◆ **Document excerpt**:
Begin

Hence, it cannot plausibly be contended that the law does not give a fair warning and sufficient notice of what it seeks to penalize. Under the circumstances, petitioner’s reliance on the “void-for-vagueness” doctrine is manifestly misplaced.

 

X x x

 

Moreover, we agree with, hence we adopt, the observations of Mr. Justice Vicente V. Mendoza during the deliberations of the Court that the allegations that the Plunder Law is vague and overbroad do not justify a facial review of its validity –

 

The void-for-vagueness doctrine states that “a statute which either forbids or requires the doing of an act in terms so vague that men of common intelligence must necessarily guess at its meaning and differ as to its application violates the first essential of due process of law.” (Connally v. General Constr. Co., 269 U.S. 385, 391, 70 L. Ed. 328 [1926] cited in Ermita-Malate Hotel and Motel Operators Ass’n. v. City Mayor, 20 SCRA 849, 867 [1967]) The overbreadth doctrine, on the other hand, decrees that “a governmental purpose may not be achieved by means which sweep unnecessarily broadly and thereby invade the area of protected freedoms.” (NAACP v. Alabama, 377 U.S. 288, 307, 12, 2 L. Ed 325, 338 [1958]; Shelton v. Tucker, 364 U.S. 479, 5 L. Ed. 2d 231 [1960])

End

◆ **Supplied entries**:
Begin

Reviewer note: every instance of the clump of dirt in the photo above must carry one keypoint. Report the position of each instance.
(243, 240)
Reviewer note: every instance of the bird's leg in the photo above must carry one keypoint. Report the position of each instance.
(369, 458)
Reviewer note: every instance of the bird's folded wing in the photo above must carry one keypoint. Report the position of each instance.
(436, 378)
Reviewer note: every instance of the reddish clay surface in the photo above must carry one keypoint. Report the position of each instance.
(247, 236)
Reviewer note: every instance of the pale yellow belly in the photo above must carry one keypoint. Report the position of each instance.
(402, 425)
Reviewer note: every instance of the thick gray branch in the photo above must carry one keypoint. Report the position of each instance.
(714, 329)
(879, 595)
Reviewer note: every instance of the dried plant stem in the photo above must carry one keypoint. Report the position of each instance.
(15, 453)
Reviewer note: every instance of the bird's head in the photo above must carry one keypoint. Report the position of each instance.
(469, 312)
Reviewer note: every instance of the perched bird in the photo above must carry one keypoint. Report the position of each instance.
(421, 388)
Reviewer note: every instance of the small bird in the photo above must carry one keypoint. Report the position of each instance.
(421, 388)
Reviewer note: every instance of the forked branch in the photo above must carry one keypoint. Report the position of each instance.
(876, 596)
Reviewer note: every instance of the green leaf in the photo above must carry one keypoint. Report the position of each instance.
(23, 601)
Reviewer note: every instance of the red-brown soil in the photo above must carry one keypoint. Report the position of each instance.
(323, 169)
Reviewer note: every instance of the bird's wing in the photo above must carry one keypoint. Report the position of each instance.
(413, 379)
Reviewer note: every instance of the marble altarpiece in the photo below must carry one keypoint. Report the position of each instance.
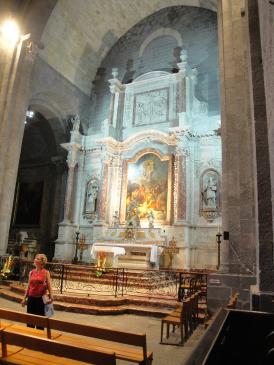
(152, 175)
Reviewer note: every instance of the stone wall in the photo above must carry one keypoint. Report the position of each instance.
(155, 44)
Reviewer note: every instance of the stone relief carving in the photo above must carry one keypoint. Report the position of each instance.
(210, 195)
(151, 107)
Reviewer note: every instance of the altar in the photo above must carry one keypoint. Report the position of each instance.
(129, 255)
(143, 251)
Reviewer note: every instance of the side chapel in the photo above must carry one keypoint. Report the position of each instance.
(152, 173)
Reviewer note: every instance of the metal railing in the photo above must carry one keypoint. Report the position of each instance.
(117, 282)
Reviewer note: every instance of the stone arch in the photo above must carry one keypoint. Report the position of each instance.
(160, 33)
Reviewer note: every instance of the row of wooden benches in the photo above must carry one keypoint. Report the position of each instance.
(185, 316)
(98, 345)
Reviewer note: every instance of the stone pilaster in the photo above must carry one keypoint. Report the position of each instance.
(72, 161)
(116, 89)
(238, 203)
(265, 259)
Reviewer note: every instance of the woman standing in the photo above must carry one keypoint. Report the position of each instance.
(38, 285)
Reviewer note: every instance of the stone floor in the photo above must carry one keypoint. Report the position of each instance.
(163, 354)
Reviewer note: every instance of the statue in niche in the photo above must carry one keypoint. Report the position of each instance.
(150, 216)
(75, 120)
(91, 196)
(209, 193)
(133, 214)
(115, 221)
(148, 167)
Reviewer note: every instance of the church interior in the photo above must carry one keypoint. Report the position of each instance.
(136, 142)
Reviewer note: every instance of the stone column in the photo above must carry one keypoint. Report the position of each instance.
(71, 162)
(181, 86)
(116, 88)
(16, 63)
(238, 214)
(263, 293)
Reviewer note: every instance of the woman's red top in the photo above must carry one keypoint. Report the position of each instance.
(37, 283)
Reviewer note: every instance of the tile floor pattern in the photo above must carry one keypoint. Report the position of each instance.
(162, 354)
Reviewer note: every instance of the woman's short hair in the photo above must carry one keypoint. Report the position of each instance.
(43, 258)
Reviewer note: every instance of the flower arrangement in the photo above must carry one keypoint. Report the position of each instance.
(6, 270)
(101, 264)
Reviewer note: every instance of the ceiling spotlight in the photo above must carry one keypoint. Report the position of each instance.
(10, 31)
(30, 113)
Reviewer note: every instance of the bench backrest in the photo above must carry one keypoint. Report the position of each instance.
(104, 333)
(26, 318)
(134, 339)
(55, 348)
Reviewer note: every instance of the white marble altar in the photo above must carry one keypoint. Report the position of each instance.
(159, 121)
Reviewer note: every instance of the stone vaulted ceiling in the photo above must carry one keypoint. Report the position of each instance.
(79, 33)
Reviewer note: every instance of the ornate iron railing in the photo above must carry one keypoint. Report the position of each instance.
(87, 280)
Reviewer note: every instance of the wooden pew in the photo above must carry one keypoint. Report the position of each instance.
(33, 350)
(26, 318)
(233, 301)
(132, 346)
(180, 319)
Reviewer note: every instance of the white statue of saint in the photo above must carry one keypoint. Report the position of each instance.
(150, 216)
(75, 120)
(209, 193)
(115, 217)
(91, 196)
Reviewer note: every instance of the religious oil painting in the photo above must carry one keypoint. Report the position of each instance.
(148, 188)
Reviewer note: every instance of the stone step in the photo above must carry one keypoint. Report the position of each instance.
(104, 300)
(102, 306)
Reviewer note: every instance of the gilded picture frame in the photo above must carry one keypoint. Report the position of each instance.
(147, 186)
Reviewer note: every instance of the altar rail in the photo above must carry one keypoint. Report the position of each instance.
(117, 282)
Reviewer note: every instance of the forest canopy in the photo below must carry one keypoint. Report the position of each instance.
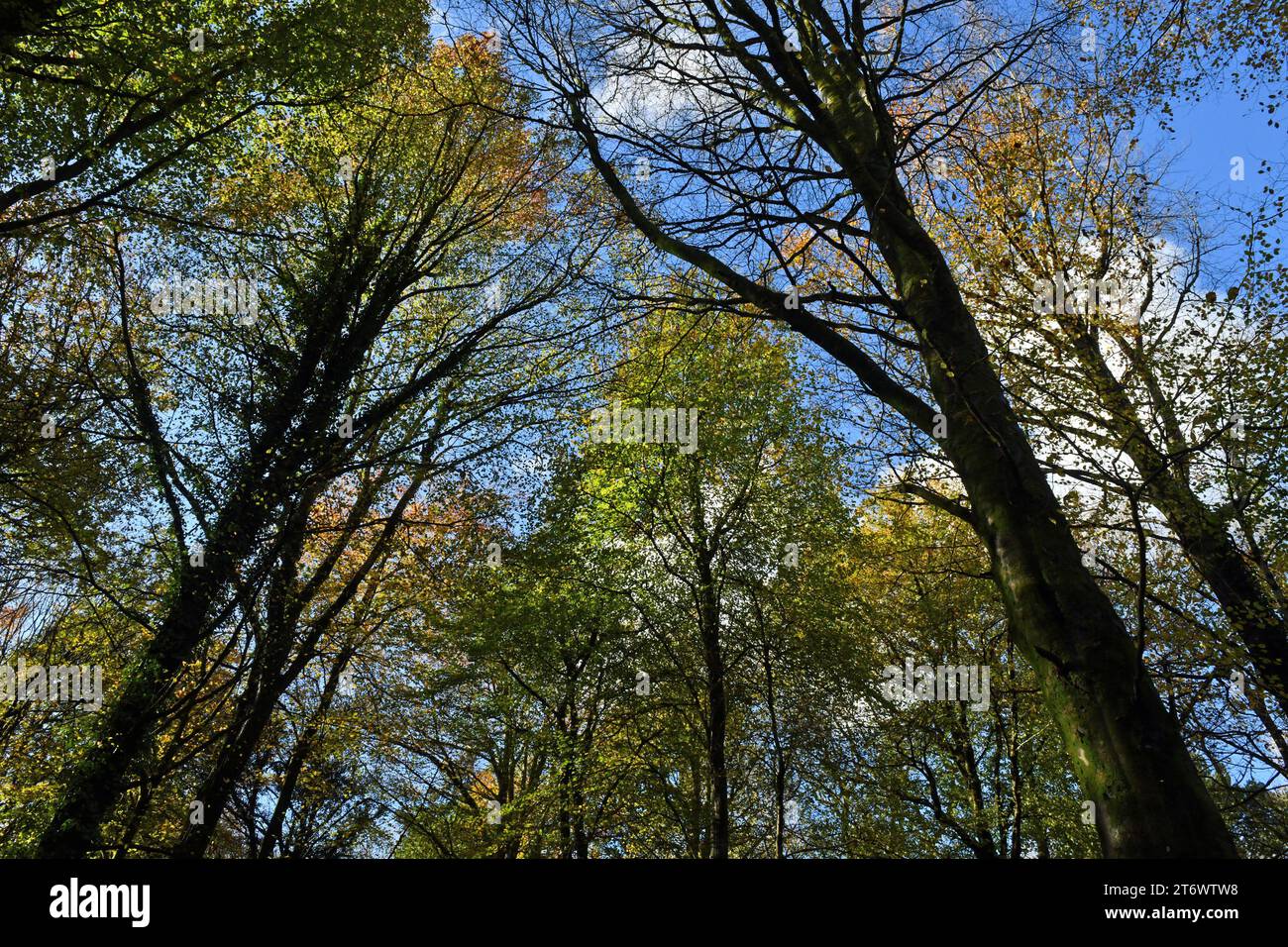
(643, 429)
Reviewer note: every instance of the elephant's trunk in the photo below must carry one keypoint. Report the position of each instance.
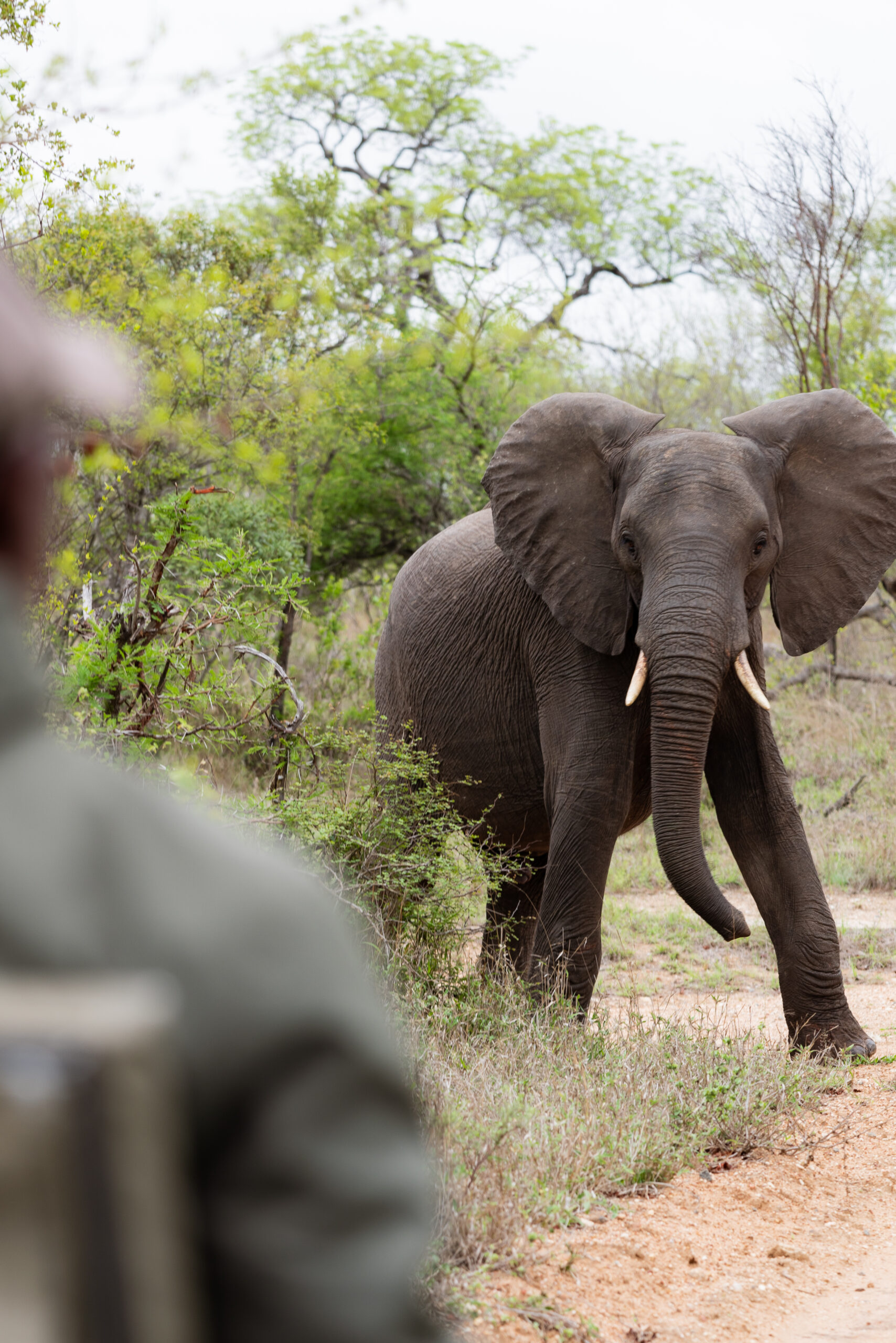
(687, 663)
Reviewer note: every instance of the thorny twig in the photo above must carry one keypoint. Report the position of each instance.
(292, 727)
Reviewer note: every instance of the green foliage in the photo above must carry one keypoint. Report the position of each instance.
(37, 171)
(385, 828)
(538, 1121)
(166, 667)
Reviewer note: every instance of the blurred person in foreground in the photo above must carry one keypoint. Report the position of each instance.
(307, 1162)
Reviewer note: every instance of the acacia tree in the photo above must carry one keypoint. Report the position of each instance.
(801, 231)
(38, 168)
(484, 239)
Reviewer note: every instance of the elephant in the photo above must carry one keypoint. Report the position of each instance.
(585, 649)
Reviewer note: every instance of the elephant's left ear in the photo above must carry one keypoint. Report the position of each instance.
(837, 503)
(551, 489)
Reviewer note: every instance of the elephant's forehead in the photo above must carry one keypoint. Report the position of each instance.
(686, 453)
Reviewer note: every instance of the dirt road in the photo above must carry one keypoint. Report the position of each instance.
(792, 1248)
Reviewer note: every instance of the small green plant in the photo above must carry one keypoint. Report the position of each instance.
(385, 828)
(167, 667)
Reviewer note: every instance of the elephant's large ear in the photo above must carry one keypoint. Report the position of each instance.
(837, 503)
(551, 492)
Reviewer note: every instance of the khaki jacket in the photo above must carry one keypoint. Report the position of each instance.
(307, 1159)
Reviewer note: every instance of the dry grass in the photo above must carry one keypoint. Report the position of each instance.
(537, 1119)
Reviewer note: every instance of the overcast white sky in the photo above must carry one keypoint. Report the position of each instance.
(705, 73)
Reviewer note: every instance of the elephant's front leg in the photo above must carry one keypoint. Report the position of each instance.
(761, 823)
(588, 792)
(567, 938)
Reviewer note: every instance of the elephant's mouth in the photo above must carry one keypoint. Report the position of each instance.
(742, 669)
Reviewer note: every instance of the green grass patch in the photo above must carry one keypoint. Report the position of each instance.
(537, 1119)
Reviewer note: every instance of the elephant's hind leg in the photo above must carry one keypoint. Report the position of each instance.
(512, 915)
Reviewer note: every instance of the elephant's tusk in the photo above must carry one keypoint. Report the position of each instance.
(637, 680)
(749, 681)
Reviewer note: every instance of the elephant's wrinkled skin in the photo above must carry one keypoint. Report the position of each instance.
(512, 638)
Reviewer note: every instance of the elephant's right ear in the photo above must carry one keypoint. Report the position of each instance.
(551, 489)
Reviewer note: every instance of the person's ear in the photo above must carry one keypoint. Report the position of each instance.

End

◆ **Written problem A**: In one to three sentences, explain why the court excerpt on the Plunder Law calls the petitioner's reliance on the void-for-vagueness doctrine misplaced.
◆ **Written problem B**: According to the court excerpt on the Plunder Law, whose observations during the Court's deliberations does the Court agree with and adopt?
◆ **Written problem C**: Continue the court excerpt on the Plunder Law from the point where it stops.
The material was taken from a source unrelated to the court excerpt on the Plunder Law.

◆ **Exercise response A**: The reliance is misplaced because it cannot plausibly be contended that the law fails to give fair warning and sufficient notice of what it seeks to penalize.

◆ **Exercise response B**: It adopts the observations of Mr. Justice Vicente V. Mendoza.

◆ **Exercise response C**:
 

A facial challenge is allowed to be made to a vague statute and to one which is overbroad because of possible “chilling effect” upon protected speech. The theory is that “[w]hen statutes regulate or proscribe speech and no readily apparent construction suggests itself as a vehicle for rehabilitating the statutes in a single prosecution, the transcendent value to all society of constitutionally protected expression is deemed to justify allowing attacks on overly broad statutes with no requirement that the person making the attack demonstrate that his own conduct could not be regulated by a statute drawn with narrow specificity.” (Gooding v. Wilson, 405 U.S. 518, 521, 31 L. Ed. 2d 408, 413 [1972] [internal quotation marks omitted]) The possible harm to society in permitting some unprotected speed to go unpunished is outweighed by the possibility that the protected speech of others may be deterred and perceived grievances left to fester because of possible inhibitory effects of overly broad statutes.

 

This rationale does not apply to penal statutes. Criminal statutes have general in terrorem effect resulting from their very existence, and, if facial challenge is allowed for this reason alone, the State may well be prevented from enacting laws against socially harmful conduct. In the area of criminal law, the law cannot take chances as in the area of free speech.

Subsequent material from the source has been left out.